### EXERCISES TO COMPLETE
1. According to the news report on Namibia's tourism below, how many tourist arrivals did Namibia record in 2021?
2. From the news report on Namibia's tourism below, transcribe the passage starting with "WINDHOEK, (The Southern" and going on through "official said Tuesday.".
3. State whether each statement agrees with the news report on Namibia's tourism below, answering yes or no and quoting the words of the report that decide it.
(a) Pohamba Shifeta is Namibia's Minister of Environment and Tourism.
(b) Lin Bo has been involved in Namibia's tourism market for 20 years.
(c) Namibia recorded 192,026 tourist arrivals in 2020.

### GIVEN TEXT
________

WINDHOEK, (The Southern African Times) – Namibia recorded an increase of 37.81 percent of tourists arrivals in the country from January to December 2021, when compared to 2020 figures, an official said Tuesday.
“Country arrivals were 354,508 in 2021 as compared to 192,026 in 2020. This is an important achievement for the sector,” Namibia’s Minister of Environment and Tourism Pohamba Shifeta said in a statement on Tuesday.
Namibia’s Ministry of Environment and Tourism spokesperson, Romeo Muyunda told SAT that so much has been lost in terms of income, revenue and employment in the tourism industry due to the ripple effects of COVID-19. The sector will need to move slowly towards recovery and this will require them to be innovative in their product offering and put in measures to prepare them for similar occurrences.
According to Muyunda, Namibia’s government interventions like relaxing some restrictions to allow for tourists to visit the country and initiatives also aimed at developing the confidence of tourists to visit Namibian as a safe destination.
Lin Bo, a manager of China Travel Agency, who has been deeply involved in Namibia’s tourism market for 12 years, told SAT that Namibia’s tourism industry developed rapidly in the first few years before the epidemic.

________

### EXTRACTED INFORMATION
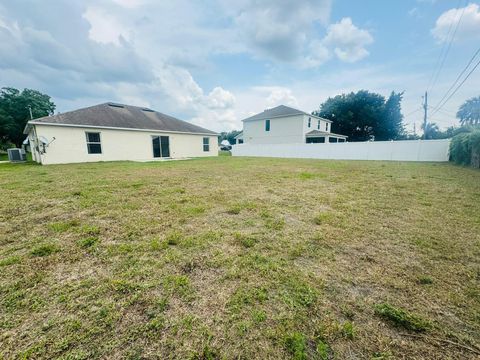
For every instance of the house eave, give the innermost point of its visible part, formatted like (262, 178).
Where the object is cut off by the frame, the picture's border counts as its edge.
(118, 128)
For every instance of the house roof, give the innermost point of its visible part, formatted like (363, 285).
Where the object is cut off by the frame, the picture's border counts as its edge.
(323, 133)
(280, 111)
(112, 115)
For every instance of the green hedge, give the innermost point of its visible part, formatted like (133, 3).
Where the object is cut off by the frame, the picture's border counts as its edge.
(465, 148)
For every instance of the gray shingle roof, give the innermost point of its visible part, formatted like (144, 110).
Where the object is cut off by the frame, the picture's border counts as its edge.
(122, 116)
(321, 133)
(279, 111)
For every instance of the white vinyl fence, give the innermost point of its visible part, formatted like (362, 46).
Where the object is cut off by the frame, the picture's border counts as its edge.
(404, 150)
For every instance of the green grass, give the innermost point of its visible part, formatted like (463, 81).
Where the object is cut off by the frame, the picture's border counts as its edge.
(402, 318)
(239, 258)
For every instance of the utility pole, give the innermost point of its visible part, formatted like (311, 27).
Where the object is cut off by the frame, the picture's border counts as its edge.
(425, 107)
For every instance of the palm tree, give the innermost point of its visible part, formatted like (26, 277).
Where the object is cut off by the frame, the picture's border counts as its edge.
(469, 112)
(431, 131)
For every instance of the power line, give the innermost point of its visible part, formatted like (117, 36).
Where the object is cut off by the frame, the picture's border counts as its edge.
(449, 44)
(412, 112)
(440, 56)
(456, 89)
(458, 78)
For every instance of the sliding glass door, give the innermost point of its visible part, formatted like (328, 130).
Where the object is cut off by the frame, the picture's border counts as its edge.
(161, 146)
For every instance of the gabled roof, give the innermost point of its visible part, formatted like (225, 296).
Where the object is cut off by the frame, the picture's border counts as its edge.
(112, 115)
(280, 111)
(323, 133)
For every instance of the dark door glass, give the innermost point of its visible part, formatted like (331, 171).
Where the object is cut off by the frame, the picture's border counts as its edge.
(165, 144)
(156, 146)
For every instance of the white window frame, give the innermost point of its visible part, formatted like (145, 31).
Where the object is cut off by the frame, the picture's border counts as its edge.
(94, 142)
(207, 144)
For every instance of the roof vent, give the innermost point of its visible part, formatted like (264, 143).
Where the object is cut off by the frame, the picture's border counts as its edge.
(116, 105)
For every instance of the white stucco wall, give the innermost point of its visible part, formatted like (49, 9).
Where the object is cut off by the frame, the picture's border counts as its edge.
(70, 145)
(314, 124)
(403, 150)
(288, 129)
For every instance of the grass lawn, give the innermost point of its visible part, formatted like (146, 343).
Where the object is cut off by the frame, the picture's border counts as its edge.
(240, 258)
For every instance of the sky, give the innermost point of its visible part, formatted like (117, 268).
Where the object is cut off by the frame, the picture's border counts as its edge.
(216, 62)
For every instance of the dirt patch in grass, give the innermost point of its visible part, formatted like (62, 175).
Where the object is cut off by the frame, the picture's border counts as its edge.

________

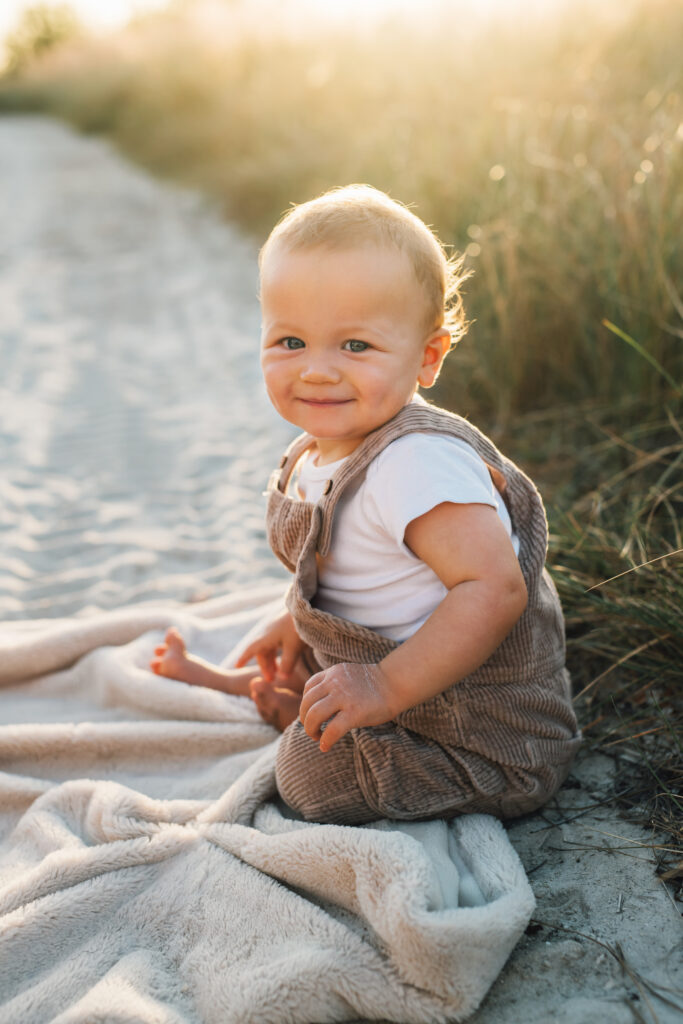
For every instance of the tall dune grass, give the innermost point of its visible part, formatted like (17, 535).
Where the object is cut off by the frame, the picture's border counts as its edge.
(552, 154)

________

### PER-TASK ANSWERS
1. Namibia recorded 354,508 tourist arrivals in 2021.

2.
WINDHOEK, (The Southern African Times) – Namibia recorded an increase of 37.81 percent of tourists arrivals in the country from January to December 2021, when compared to 2020 figures, an official said Tuesday.

3.
(a) Yes: "Namibia’s Minister of Environment and Tourism Pohamba Shifeta"
(b) No: "who has been deeply involved in Namibia’s tourism market for 12 years"
(c) Yes: "Country arrivals were 354,508 in 2021 as compared to 192,026 in 2020."